THE PROBLEM
Give every line again exactly as it appears, please, but not the pictures.

SOURCE RECORDS
** Begin **

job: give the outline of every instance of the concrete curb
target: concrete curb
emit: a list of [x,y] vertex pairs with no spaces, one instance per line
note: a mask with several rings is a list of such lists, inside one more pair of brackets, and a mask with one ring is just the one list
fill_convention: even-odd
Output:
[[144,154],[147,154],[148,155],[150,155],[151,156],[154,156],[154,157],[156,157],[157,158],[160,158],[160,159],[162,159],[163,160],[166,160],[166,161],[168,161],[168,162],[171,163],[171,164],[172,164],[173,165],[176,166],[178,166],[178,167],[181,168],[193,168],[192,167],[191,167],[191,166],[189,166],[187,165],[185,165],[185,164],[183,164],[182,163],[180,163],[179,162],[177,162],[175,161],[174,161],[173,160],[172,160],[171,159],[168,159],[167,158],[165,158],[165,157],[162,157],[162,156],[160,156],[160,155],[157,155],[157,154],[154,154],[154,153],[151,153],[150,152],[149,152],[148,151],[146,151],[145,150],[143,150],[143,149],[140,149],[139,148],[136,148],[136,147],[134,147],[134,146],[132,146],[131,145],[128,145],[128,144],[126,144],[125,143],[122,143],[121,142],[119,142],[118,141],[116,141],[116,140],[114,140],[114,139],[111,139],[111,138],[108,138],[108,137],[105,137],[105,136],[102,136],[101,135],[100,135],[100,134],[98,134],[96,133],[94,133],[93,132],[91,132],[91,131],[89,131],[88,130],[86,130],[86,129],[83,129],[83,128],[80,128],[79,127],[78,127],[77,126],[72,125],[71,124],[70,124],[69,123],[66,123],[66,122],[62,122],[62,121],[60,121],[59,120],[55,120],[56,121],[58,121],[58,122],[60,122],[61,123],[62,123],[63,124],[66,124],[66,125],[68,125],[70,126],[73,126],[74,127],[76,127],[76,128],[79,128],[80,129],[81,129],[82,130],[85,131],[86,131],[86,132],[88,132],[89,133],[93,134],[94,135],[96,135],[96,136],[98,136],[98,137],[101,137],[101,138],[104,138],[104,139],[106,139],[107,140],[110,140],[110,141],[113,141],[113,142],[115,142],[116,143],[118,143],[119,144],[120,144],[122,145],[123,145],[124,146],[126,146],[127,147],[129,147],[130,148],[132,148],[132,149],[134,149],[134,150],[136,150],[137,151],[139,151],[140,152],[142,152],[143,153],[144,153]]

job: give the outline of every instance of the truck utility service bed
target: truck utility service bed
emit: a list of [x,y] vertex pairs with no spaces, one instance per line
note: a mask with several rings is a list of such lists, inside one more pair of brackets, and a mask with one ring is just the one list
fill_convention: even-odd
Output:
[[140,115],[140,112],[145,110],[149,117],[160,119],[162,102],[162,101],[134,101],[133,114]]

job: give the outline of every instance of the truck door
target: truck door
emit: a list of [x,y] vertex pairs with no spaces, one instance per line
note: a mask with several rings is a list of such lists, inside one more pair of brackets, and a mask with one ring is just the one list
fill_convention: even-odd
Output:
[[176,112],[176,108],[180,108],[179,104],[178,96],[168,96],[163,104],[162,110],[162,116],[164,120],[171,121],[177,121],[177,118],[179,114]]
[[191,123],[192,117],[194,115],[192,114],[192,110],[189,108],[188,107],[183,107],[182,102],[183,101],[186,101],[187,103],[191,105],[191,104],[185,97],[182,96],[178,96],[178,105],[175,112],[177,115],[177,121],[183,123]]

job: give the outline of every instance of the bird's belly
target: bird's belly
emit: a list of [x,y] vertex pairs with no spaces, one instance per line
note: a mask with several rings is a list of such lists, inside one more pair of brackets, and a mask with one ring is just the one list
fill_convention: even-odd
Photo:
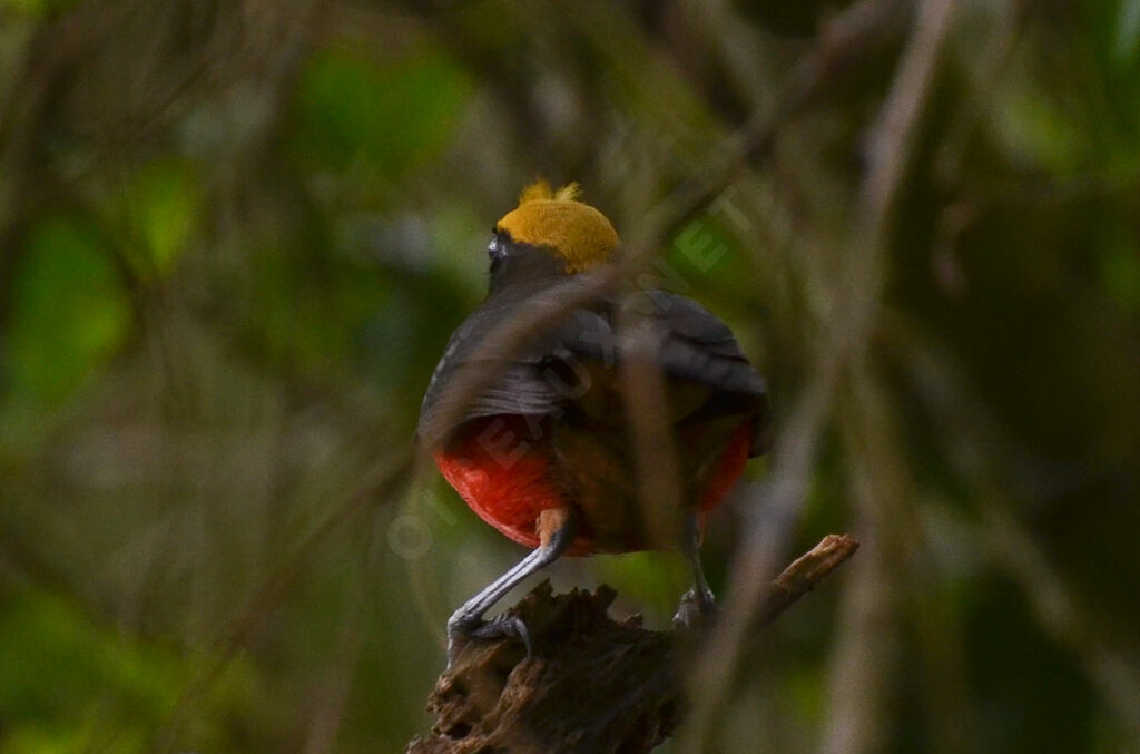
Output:
[[[471,510],[520,544],[539,544],[542,511],[571,506],[579,525],[568,554],[634,552],[678,545],[685,517],[695,512],[703,525],[732,488],[748,461],[751,422],[717,433],[715,449],[678,464],[685,479],[675,510],[637,494],[637,472],[622,439],[598,441],[593,432],[557,430],[536,438],[521,416],[481,420],[434,460]],[[679,449],[692,451],[684,444]]]

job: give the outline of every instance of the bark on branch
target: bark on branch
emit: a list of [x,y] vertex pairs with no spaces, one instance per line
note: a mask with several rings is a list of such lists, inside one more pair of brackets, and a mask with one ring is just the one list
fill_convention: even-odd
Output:
[[[759,625],[775,621],[858,549],[828,535],[788,566],[763,598]],[[439,676],[427,703],[438,720],[408,754],[649,752],[684,716],[689,631],[648,631],[641,617],[606,614],[616,592],[554,594],[536,586],[510,613],[531,633],[520,642],[472,640]]]

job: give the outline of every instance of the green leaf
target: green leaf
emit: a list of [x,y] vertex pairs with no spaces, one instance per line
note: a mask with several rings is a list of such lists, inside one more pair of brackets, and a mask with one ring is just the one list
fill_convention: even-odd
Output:
[[463,70],[435,54],[381,65],[319,52],[301,80],[299,145],[334,168],[363,160],[391,179],[447,144],[469,89]]
[[130,303],[100,241],[70,217],[32,228],[13,279],[7,363],[15,395],[58,403],[127,339]]
[[132,256],[144,276],[165,275],[194,230],[202,200],[194,172],[179,161],[144,167],[125,192],[128,224],[142,245]]

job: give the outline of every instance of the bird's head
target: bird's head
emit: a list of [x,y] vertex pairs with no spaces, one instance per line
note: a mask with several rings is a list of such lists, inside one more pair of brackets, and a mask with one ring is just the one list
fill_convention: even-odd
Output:
[[578,184],[557,190],[545,180],[527,186],[519,206],[495,224],[495,237],[488,246],[492,277],[496,265],[507,262],[512,253],[529,253],[531,248],[571,275],[608,262],[618,248],[618,233],[604,214],[578,201],[579,194]]

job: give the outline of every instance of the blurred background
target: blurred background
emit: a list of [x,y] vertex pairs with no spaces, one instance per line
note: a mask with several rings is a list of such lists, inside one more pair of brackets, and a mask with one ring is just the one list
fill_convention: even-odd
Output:
[[0,752],[426,730],[522,551],[415,419],[536,176],[769,379],[714,589],[863,541],[662,751],[1140,751],[1140,1],[0,0]]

** End **

PROBLEM SOLUTION
job: give the outline of every instance of the concrete curb
target: concrete curb
emit: a list of [x,y] vertex pairs with no spaces, one instance per line
note: a mask with several rings is a list of such lists, inside one more pair of brackets, and a mask with one ring is just the one list
fill_convention: even-odd
Output:
[[144,154],[147,154],[148,155],[150,155],[151,156],[154,156],[154,157],[156,157],[157,158],[160,158],[160,159],[162,159],[163,160],[166,160],[166,161],[168,161],[168,162],[171,163],[171,164],[172,164],[173,165],[176,166],[178,166],[178,167],[181,168],[193,168],[192,167],[191,167],[191,166],[189,166],[187,165],[185,165],[185,164],[183,164],[182,163],[180,163],[179,162],[177,162],[175,161],[174,161],[173,160],[172,160],[171,159],[168,159],[167,158],[165,158],[165,157],[162,157],[162,156],[160,156],[160,155],[157,155],[157,154],[154,154],[154,153],[151,153],[150,152],[149,152],[148,151],[146,151],[145,150],[143,150],[143,149],[140,149],[139,148],[136,148],[136,147],[134,147],[134,146],[132,146],[131,145],[128,145],[128,144],[126,144],[125,143],[122,143],[121,142],[119,142],[118,141],[116,141],[116,140],[114,140],[114,139],[111,139],[111,138],[108,138],[108,137],[105,137],[105,136],[102,136],[101,135],[100,135],[100,134],[98,134],[96,133],[94,133],[93,132],[91,132],[91,131],[89,131],[88,130],[86,130],[86,129],[83,129],[83,128],[80,128],[79,127],[78,127],[77,126],[72,125],[71,124],[70,124],[69,123],[66,123],[66,122],[62,122],[62,121],[60,121],[59,120],[55,120],[56,121],[58,121],[58,122],[60,122],[61,123],[62,123],[63,124],[66,124],[66,125],[68,125],[70,126],[73,126],[74,127],[76,127],[76,128],[79,128],[80,129],[81,129],[82,130],[85,131],[86,131],[86,132],[88,132],[89,133],[93,134],[94,135],[96,135],[96,136],[98,136],[98,137],[101,137],[101,138],[104,138],[104,139],[106,139],[107,140],[110,140],[110,141],[113,141],[113,142],[115,142],[116,143],[118,143],[119,144],[120,144],[122,145],[123,145],[124,146],[126,146],[127,147],[129,147],[130,148],[132,148],[132,149],[134,149],[134,150],[136,150],[137,151],[139,151],[140,152],[142,152],[143,153],[144,153]]

job: give the outline of every instance of the truck utility service bed
target: truck utility service bed
emit: a list of [x,y] vertex pairs with no spaces, one instance per line
note: a mask with several rings is a list of such lists, inside one more pair of brackets, and a mask with one ring is just the one list
fill_convention: even-odd
Output:
[[140,115],[140,112],[145,110],[149,117],[160,119],[162,102],[162,101],[134,101],[133,114]]

job: give the outline of every instance of the truck door
target: truck door
emit: a list of [x,y] vertex pairs with no spaces, one instance per line
note: a mask with several rings is a list of such lists, inside one more pair of brackets, and a mask with one ring is just the one list
fill_convention: even-odd
Output:
[[176,112],[176,108],[180,108],[179,104],[178,96],[168,96],[163,104],[162,110],[162,116],[164,120],[171,121],[177,121],[177,118],[179,114]]
[[191,123],[192,117],[194,115],[192,114],[192,110],[189,108],[188,107],[183,107],[182,102],[183,101],[186,101],[187,103],[191,105],[191,104],[185,97],[182,96],[178,96],[178,105],[175,112],[177,115],[177,121],[183,123]]

job: give the outline of every instance of the bird's belly
target: bird's belly
emit: a list of [x,y] vertex pairs with no spaces, one instance per line
note: a mask with several rings is a list of such lists, inside one more pair of brackets, and a mask with one ring is just the one list
fill_convention: even-odd
Photo:
Output:
[[[471,510],[520,544],[539,544],[542,511],[571,506],[579,525],[568,554],[634,552],[678,545],[685,517],[695,512],[703,525],[732,488],[748,461],[751,422],[717,433],[715,449],[678,464],[685,479],[675,510],[637,494],[637,472],[622,439],[598,441],[593,432],[557,430],[536,438],[521,416],[481,420],[434,460]],[[679,449],[692,451],[684,444]]]

job: give the outline of every instance of the bark on branch
target: bark on branch
emit: a list of [x,y] vertex pairs with no spaces, one instance per line
note: a mask with several rings is a list of such lists, inside one more pair of brackets, and a mask with one ring is just the one list
fill_convention: even-odd
Output:
[[[759,625],[775,621],[858,549],[828,535],[788,566],[763,598]],[[439,676],[427,703],[438,720],[408,754],[649,752],[684,716],[689,631],[648,631],[641,617],[606,614],[616,592],[554,594],[536,586],[510,613],[531,633],[520,642],[472,640]]]

job: give the outline of every instance of the green leaf
target: green leaf
emit: a list of [x,y] vertex pairs with no spaces, one instance per line
note: a mask with several rings is a list of such lists, inside one more pair of brackets, and a mask with one ring is just the one list
fill_convention: even-odd
Output:
[[463,70],[435,54],[381,65],[319,52],[301,80],[299,145],[334,168],[363,160],[391,179],[447,144],[469,89]]
[[130,303],[100,241],[70,217],[32,228],[13,279],[7,363],[15,395],[58,403],[127,339]]
[[132,256],[144,276],[165,275],[194,230],[202,200],[194,172],[179,161],[144,167],[125,192],[128,224],[142,245]]

job: give the outline of every instance of the bird's head
target: bird's head
emit: a list of [x,y] vertex pairs with no spaces, one instance per line
note: a mask with several rings is a list of such lists, inside one more pair of brackets, and a mask with one ring is just the one list
fill_convention: even-odd
Output:
[[578,184],[557,190],[545,180],[527,186],[519,206],[495,224],[495,237],[488,246],[492,277],[496,265],[507,262],[512,253],[529,253],[531,248],[571,275],[608,262],[618,248],[618,233],[604,214],[578,201],[579,194]]

job: give the outline of every instance of the blurred background
target: blurred background
emit: a list of [x,y] vertex pairs with no spaces, one instance per line
note: a mask with several rings is a list of such lists, inside one more pair of brackets, and a mask with one ring is just the one list
fill_convention: even-odd
Output:
[[0,752],[426,730],[522,551],[415,419],[536,176],[769,379],[714,589],[863,541],[662,751],[1140,751],[1140,1],[0,0]]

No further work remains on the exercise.